__Requirements__:
a) Please write out the DrawBack proposal from "For starters, the" to "probably many others.".
b) Answer these questions about the DrawBack proposal:
(i) In which book did Arthur Koestler popularize the concept of "draw back to leap"?
(ii) What three codebases on SourceForge are listed for exploration?
(iii) What attribute does the author want to add to link-anchors?

[Up: web] [Robot Wisdom home page]

The DrawBack browser project

Jorn Barger June 2002

THIS JUST IN: Windows browser add-on Proxomitron has many of my desired features (but not open source?) [bbs] [docs] [screenshots] [sample filters]

This is the initial proposal for an open-source web-browser project, recently re-inspired by a thread on alt.hypertext.

The startingpoint should be very simple: load an offsite html-file, and display the body-text as plain-vanilla text... while suppressing all the 'html-junk'.

Links can still display as links, but all the burdensome heap-o'-link navigation sections should be relocated to the end.

But that's just the startingpoint!

The way I hope it will evolve is towards smart local stylesheets (maintained on your local drive) that allow you great flexibility in re-formatting others' page-designs, while automatically learning how to generalise those formatting choices to other pages on the same site.

These may use simple pattern-recognition (eg regular expressions) to distinguish the useful parts of a page from the annoying parts, hopefully even if the page is considerably revised.

In 'reformat mode' the html-source might be displayed with each open-tag replaced by a popup menu of alternate tags, so you can quickly specify what you want to see, what to suppress, and what to reformat.

For starters, the text display will be quite primitive, but a high priority will be re-wrapping paragraphs. Eventually images should be supported as well. And I'd like it to evolve some semantic-parsing capability: [ideas]

DrawBack

The name implies 'draw back to leap', a concept popularised by Arthur Koestler in his Ghost in the Machine. The idea is that browsers have gotten bogged down in feature-itis, and need to back up and start over from some simpler model. The French expression for this is reculer pour mieux sauter.

code

SourceForge has at least three codebases to explore: netrik, w3m, links. Plus there's lynx and probably many others.

I'm stuck on a slow Mac that will have Linux eventually. I'm not in a big hurry to make DrawBack my main browser-- I really just want to test the concept. When/if it reaches the point of adding fancier formatting, we'll probably want to switch to the Mozilla codebase or another graphical browser.

butwaitthere'smore

I don't see why I couldn't add a 'dback' attribute to my link-anchors:

<a href="http://blahblah" dback="http://mystyles">

so that DrawBack-users following that link would see it first with my re-styling applied...?

...and since the dback-stylesheet is already extracting and reformatting info from one page, there's no reason not to extend it to handle multiple pages-- extracting the interesting bits from several pages and presenting them as a single new page.

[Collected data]
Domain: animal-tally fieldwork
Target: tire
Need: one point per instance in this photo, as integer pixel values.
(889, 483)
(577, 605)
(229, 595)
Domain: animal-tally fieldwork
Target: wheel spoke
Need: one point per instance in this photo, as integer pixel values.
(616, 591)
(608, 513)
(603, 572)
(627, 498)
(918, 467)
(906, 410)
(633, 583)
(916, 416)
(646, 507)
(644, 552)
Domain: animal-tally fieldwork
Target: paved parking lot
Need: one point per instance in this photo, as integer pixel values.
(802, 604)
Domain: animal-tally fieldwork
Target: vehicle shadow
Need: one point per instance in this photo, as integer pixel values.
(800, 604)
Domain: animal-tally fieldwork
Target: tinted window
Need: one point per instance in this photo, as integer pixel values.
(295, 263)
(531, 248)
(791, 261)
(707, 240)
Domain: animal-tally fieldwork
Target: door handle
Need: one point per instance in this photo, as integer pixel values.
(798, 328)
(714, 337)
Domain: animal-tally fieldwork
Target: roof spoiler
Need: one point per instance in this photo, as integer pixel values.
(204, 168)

__Exercise responses__:
a)
For starters, the text display will be quite primitive, but a high priority will be re-wrapping paragraphs. Eventually images should be supported as well. And I'd like it to evolve some semantic-parsing capability: [ideas]

DrawBack

The name implies 'draw back to leap', a concept popularised by Arthur Koestler in his Ghost in the Machine. The idea is that browsers have gotten bogged down in feature-itis, and need to back up and start over from some simpler model. The French expression for this is reculer pour mieux sauter.

code

SourceForge has at least three codebases to explore: netrik, w3m, links. Plus there's lynx and probably many others.

b)
(i) Ghost in the Machine
(ii) netrik, w3m and links
(iii) A "dback" attribute